3 Important Elements of Layered Security

Date Published
Aug 11, 2020 11:47:36 AM
Reading Time
Reading Time: 3 min

Traditional cyber-attacks were signature-based, meaning they where predefined and deployed across the world. Signature-based cybersecurity would consistently scan its network for these attacks. Unfortunately, cyber-attacks have evolved significantly and now signature-based cybersecurity often can't pinpoint cyber-attacks due to their complexity and recency of creation. These next-generation cyber-attacks dictate a next-generation cybersecurity response. One of the best approaches to the new world of cyber-attacks is a layered security approach.

Layered security is the process of securing your organization's assets from attacks that can come from multiple avenues within your organization. In this article, I will share the three most important elements of a layered security approach.

1. Firewall

A firewall is a physical piece of equipment that sits between the public internet and the internal network/office. All internet bound traffic passes through the firewall. More importantly, all traffic coming from the public internet into the network/office passes through the firewall. The firewall checks each packet of data to make sure it is coming from a legitimate source, the date and time stamps match up, the packet doesn’t contain malicious or harmful data and so on.

You can think of the firewall like you would the TSA checkpoint at any airport.  The larger the airport the larger the checkpoint, but they all function basically the same.  Agents are checking that names on boarding passes match IDs, that the photo on the ID looks like the person standing there, that baggage doesn’t contain weapons or explosives, and so on. Both the TSA and firewalls make mistakes and sometimes bad actors or weapons make it through, but in general, it forces the bad actors to take a different route to your network or to skip your network all together and find an easier target.

**Provided records**

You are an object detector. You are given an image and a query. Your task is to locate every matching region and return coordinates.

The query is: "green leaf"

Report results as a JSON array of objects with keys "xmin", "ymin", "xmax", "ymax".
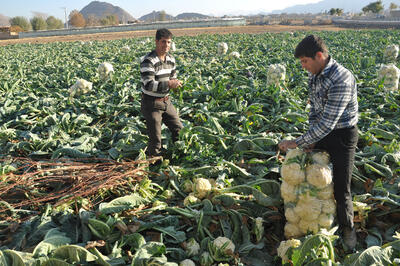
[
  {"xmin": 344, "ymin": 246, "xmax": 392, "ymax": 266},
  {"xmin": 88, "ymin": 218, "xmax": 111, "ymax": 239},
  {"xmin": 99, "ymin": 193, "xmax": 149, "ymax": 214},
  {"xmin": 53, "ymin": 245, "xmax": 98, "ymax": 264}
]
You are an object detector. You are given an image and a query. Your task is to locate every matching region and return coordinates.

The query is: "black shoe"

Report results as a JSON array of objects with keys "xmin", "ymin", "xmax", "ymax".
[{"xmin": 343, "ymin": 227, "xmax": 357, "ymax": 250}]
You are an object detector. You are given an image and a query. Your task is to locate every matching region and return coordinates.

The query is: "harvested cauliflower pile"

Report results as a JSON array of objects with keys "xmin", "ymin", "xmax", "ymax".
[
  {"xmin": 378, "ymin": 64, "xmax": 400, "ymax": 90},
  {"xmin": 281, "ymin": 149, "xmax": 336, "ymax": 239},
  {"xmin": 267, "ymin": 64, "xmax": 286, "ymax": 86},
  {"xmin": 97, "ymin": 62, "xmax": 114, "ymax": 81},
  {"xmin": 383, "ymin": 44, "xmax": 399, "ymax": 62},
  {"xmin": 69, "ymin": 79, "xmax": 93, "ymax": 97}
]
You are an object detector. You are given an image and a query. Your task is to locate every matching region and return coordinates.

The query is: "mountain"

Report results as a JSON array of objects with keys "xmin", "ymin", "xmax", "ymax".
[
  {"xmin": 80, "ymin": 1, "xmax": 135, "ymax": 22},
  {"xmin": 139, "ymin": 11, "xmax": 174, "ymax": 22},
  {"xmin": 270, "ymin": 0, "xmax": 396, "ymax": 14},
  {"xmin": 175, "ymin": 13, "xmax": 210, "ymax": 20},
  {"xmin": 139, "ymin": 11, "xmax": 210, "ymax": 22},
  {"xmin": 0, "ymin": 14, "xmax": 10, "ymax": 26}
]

==

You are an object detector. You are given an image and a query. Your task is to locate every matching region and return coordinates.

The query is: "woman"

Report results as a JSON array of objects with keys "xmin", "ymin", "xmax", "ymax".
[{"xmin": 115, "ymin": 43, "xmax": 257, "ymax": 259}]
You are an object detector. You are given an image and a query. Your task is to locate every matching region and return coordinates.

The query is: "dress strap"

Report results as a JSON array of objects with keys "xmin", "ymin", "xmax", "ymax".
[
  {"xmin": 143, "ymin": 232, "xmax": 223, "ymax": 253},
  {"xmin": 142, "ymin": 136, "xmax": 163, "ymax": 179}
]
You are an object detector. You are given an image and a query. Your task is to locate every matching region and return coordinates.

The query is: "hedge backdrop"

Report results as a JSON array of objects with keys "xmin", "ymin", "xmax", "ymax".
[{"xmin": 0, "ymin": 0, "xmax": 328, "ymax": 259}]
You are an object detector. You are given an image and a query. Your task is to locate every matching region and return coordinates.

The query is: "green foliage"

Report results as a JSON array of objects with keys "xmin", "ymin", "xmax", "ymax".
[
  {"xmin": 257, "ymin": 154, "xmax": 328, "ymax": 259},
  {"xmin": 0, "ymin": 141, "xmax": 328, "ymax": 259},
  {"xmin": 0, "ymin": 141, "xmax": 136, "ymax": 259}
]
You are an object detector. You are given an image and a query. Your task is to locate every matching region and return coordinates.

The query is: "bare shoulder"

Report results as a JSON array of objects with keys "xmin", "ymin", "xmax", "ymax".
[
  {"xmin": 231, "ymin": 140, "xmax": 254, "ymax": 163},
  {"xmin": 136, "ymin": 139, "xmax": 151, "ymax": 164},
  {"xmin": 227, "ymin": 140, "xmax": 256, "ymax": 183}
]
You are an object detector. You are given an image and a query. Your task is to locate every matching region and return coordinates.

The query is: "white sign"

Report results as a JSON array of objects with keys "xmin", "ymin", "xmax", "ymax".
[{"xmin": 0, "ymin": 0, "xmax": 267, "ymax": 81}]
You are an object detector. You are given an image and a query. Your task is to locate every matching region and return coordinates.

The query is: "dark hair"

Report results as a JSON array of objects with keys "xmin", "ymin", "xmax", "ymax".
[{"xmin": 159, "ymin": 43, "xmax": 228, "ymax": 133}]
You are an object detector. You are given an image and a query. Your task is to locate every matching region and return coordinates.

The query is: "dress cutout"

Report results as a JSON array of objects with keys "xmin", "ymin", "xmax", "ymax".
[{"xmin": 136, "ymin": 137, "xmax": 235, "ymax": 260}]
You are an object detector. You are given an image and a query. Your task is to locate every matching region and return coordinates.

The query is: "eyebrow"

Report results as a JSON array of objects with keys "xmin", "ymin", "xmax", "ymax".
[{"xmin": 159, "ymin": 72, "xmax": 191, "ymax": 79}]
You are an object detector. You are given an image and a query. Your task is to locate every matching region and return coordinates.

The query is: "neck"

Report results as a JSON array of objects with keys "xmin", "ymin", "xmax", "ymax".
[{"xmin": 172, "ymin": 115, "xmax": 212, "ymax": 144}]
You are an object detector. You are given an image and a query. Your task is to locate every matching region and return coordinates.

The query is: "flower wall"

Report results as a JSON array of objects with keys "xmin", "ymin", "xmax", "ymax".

...

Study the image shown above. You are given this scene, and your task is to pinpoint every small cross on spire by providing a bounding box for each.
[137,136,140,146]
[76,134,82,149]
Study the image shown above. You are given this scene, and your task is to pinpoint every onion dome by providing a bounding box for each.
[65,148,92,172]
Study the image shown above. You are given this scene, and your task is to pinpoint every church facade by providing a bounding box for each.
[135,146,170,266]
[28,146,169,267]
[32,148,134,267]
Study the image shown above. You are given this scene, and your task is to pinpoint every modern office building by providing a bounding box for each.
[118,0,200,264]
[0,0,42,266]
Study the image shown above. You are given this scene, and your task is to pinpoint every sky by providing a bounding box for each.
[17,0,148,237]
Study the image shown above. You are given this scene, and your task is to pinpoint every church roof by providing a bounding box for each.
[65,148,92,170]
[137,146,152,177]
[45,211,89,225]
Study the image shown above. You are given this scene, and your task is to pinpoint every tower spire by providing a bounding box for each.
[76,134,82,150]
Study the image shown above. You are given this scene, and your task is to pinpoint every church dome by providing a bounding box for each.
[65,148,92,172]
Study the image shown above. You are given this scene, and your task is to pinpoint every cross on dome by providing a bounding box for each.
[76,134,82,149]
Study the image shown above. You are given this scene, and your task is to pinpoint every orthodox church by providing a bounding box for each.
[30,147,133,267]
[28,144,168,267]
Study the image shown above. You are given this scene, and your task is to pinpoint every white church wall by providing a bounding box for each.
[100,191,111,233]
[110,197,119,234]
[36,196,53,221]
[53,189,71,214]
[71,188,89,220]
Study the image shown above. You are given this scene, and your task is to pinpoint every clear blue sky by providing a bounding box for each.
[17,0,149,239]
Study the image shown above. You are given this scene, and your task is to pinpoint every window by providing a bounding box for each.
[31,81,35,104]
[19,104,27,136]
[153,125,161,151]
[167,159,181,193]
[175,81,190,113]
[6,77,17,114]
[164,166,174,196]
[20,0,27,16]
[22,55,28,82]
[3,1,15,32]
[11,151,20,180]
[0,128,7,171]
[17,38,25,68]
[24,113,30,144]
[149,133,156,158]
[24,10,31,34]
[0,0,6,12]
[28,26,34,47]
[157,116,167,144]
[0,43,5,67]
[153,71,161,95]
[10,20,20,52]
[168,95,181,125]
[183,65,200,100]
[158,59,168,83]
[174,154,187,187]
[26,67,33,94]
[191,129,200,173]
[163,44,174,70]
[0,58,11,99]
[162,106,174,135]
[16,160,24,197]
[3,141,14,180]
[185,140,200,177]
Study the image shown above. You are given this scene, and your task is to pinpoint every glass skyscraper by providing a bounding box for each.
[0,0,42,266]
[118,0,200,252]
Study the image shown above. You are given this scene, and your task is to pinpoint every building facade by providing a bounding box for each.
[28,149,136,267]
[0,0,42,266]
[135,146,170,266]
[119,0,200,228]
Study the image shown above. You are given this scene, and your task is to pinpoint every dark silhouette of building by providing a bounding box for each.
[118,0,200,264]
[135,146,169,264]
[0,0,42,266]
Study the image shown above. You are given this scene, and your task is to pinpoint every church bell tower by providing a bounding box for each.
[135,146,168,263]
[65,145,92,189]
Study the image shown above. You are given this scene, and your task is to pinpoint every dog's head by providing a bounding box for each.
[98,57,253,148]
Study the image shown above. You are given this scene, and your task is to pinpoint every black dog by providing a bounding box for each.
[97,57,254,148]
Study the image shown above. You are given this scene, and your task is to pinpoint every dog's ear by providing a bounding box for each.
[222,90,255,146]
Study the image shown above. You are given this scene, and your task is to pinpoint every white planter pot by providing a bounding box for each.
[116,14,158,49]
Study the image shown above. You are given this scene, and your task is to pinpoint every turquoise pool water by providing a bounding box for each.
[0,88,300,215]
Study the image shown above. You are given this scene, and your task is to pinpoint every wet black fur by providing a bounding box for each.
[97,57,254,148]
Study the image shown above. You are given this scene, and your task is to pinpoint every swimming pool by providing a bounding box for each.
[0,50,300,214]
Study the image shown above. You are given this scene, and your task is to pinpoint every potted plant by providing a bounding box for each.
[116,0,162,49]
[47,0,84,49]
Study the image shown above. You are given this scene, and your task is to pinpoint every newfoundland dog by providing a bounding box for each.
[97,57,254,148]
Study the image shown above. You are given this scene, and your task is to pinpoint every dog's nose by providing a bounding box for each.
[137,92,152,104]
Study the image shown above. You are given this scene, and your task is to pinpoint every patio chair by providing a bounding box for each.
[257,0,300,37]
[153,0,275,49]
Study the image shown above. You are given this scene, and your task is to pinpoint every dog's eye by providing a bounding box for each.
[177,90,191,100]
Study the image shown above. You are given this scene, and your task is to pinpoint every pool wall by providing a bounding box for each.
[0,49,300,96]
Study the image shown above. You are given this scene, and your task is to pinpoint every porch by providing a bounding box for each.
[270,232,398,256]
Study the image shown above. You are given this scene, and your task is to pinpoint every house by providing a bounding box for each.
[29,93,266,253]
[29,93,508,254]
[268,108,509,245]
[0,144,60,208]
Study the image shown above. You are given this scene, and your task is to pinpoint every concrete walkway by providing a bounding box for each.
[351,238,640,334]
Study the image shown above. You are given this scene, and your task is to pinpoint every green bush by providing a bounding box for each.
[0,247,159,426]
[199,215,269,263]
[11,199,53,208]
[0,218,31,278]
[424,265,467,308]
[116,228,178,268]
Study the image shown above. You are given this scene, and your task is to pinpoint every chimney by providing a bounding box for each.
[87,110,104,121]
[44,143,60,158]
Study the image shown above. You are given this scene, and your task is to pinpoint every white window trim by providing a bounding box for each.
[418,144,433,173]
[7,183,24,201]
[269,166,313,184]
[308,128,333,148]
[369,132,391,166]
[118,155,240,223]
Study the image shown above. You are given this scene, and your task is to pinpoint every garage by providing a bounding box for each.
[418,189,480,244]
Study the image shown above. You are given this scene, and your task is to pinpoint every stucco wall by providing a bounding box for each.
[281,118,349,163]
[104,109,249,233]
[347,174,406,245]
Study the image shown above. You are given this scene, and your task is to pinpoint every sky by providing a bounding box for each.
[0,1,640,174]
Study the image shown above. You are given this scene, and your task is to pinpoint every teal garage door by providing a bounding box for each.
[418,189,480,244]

**Work order**
Copy out the layered security article in full, word for word. None of the material is needed for what follows.

**Task solution**
3 Important Elements of Layered Security

Date Published
Aug 11, 2020 11:47:36 AM
Reading Time
Reading Time: 3 min

Traditional cyber-attacks were signature-based, meaning they where predefined and deployed across the world. Signature-based cybersecurity would consistently scan its network for these attacks. Unfortunately, cyber-attacks have evolved significantly and now signature-based cybersecurity often can't pinpoint cyber-attacks due to their complexity and recency of creation. These next-generation cyber-attacks dictate a next-generation cybersecurity response. One of the best approaches to the new world of cyber-attacks is a layered security approach.

Layered security is the process of securing your organization's assets from attacks that can come from multiple avenues within your organization. In this article, I will share the three most important elements of a layered security approach.

1. Firewall

A firewall is a physical piece of equipment that sits between the public internet and the internal network/office. All internet bound traffic passes through the firewall. More importantly, all traffic coming from the public internet into the network/office passes through the firewall. The firewall checks each packet of data to make sure it is coming from a legitimate source, the date and time stamps match up, the packet doesn’t contain malicious or harmful data and so on.

You can think of the firewall like you would the TSA checkpoint at any airport.  The larger the airport the larger the checkpoint, but they all function basically the same.  Agents are checking that names on boarding passes match IDs, that the photo on the ID looks like the person standing there, that baggage doesn’t contain weapons or explosives, and so on. Both the TSA and firewalls make mistakes and sometimes bad actors or weapons make it through, but in general, it forces the bad actors to take a different route to your network or to skip your network all together and find an easier target.